SUPPLIED TEXT:
The education landscape has significantly changed over the past few years. But the change has become drastic ever since the COVID-19 pandemic. From schools asking students to stay off devices to asking them to log in to devices, we have certainly come a long way. This change has been extremely challenging for educators.
Many students today are very comfortable with technology, and they know how to find information on the Internet. They may even be better at finding such information than their teachers. However, no teacher needs to feel threatened by this fact. Because the role of a teacher shouldn’t be to impart knowledge and information to students but rather to drive understanding. Before diving into what that would entail, let us see what understanding is.
What is understanding
The Teach for Understanding Project by the Harvard Graduate School of Education defines understanding as being “able to perform flexibly with the topic— to explain, justify, extrapolate, relate, and apply in ways that go beyond knowledge and routine skill. Understanding is a matter of being able to think and act flexibly with what you know.” While that is a lot of words, the basic idea is this – understanding involves the learner to do something more with the information than just remembering and recalling it. If you are a teacher, however, this insight is not at all new. This is what Bloom’s Taxonomy has been saying all along.
Aim for the Higher-Order Learning Objectives
Bloom’s Taxonomy states that there are different levels of learning. The highest level of learning is to create, not merely to remember. Sadly, education in our country often stops at the level of remembering or understanding. While Mathematics does involve a lot of analysis and application, the highest two levels of learning are rarely, if ever, touched upon. Evaluation and creation touch at the heart of what it means to think and act flexibly with what you know.
Consider the example of literary analysis. A student may be able to use the Internet to find a list of themes in Shakespeare’s Romeo and Juliet. But a successful student shouldn’t just know what the themes in a story are, but rather be able to identify the themes just by reading the story. If Shakespeare were to write a new story today that nobody else in the world has read, would the student be able to find the themes that are present in that story? Being able to do so would be an example of a higher-order learning objective.
Knowing facts is obsolete in the digital era
Consider the nature of work today. Knowledge workers need to constantly unlearn many things as newer technological tools are introduced each day. Many teachers themselves are struggling to learn how to navigate newer technologies. Knowledge is no longer static but rather extremely dynamic. In such a context, having knowledge will not help students succeed. Successful people will be those who can constantly unlearn information and learn new information. To produce such students, the focus shouldn’t be on teaching isolated facts, but rather the focus should be on teaching how the student can make sense of the facts.

Point-per-instance localization data

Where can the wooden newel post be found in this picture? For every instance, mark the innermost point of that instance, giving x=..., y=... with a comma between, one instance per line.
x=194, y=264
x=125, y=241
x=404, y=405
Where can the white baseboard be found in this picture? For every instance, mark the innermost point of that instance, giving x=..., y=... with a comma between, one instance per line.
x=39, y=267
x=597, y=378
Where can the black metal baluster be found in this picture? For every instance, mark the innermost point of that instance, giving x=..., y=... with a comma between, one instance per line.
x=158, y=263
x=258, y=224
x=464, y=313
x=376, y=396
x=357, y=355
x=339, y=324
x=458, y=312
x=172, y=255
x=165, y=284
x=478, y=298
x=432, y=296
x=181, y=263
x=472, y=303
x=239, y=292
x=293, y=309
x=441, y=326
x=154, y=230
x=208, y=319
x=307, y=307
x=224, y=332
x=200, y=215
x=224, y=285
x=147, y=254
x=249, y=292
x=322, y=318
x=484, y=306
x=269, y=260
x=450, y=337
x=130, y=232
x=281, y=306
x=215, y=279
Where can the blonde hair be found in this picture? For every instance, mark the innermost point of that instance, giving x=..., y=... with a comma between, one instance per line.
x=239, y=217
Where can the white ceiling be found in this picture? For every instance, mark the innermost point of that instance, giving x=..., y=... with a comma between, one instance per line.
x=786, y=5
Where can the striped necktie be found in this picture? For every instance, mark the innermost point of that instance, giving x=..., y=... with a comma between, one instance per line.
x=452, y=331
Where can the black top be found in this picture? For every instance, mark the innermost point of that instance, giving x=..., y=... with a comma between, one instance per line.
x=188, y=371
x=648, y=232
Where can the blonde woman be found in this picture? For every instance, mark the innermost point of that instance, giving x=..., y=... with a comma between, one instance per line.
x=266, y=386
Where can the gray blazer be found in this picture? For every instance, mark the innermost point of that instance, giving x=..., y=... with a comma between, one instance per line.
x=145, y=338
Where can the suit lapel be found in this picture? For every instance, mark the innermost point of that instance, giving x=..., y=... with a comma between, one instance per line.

TASKS TO CARRY OUT:
1/ List the actions that the quoted Harvard definition in the article on teaching for understanding says a learner should be able to perform with a topic.
2/ Print everything in the article on teaching for understanding from "Consider the example" down to "higher-order learning objective.".
3/ Carry on the article on teaching for understanding from where it stops.

LIST OF ANSWERS:
1/ explain, justify, extrapolate, relate, apply

2/
Consider the example of literary analysis. A student may be able to use the Internet to find a list of themes in Shakespeare’s Romeo and Juliet. But a successful student shouldn’t just know what the themes in a story are, but rather be able to identify the themes just by reading the story. If Shakespeare were to write a new story today that nobody else in the world has read, would the student be able to find the themes that are present in that story? Being able to do so would be an example of a higher-order learning objective.

3/
Knowing when the Revolt of 1857 happened is not at all relevant or valuable in today’s world. Students can find the information on the Internet within fractions of seconds. What is far more valuable is for students to be able to understand the factors that led up to the event. If students can draw out implications for organizations on how to avoid revolts, or how to successfully implement projects based on the facts from the Revolt of 1857, that would be a far more valuable and ever-relevant skill for today’s economy.
How do we implement this in our classrooms?
Implementing this change of focus in the daily classroom should not be too difficult. In fact, as James Clear argues in his best-selling book, “Atomic Habits,” even a one-per cent change is sufficient if it is over a long enough period. So, what would be that one-per cent change when it comes to teaching for understanding? Here are two simple suggestions that can easily be implemented right away.
Ask Simple Questions
One such change could be to ask students a simple question each time they are taught something. “What do you think about that?” Or perhaps, “Why do you think this is important to know?” When students actively engage with the knowledge they are gaining, their minds are working to integrate this new knowledge into existing knowledge. Moreover, the students are learning and practising the skills of acting flexibly with what they know.
Think differently about extra-curricular activities
Other strategies to implement teaching for understanding in classrooms could be to make students participate in various “extra-curricular activities.” In fact, we need to rethink our definitions and beliefs about such activities. Some of the very critical 21st-century competencies such as communication and collaboration are built into the very nature of extra-curricular activities. Activities such as sports could teach them 21st-century character qualities of persistence or leadership far better than any classroom could.
Do we need teachers in the era of Google and Wikipedia?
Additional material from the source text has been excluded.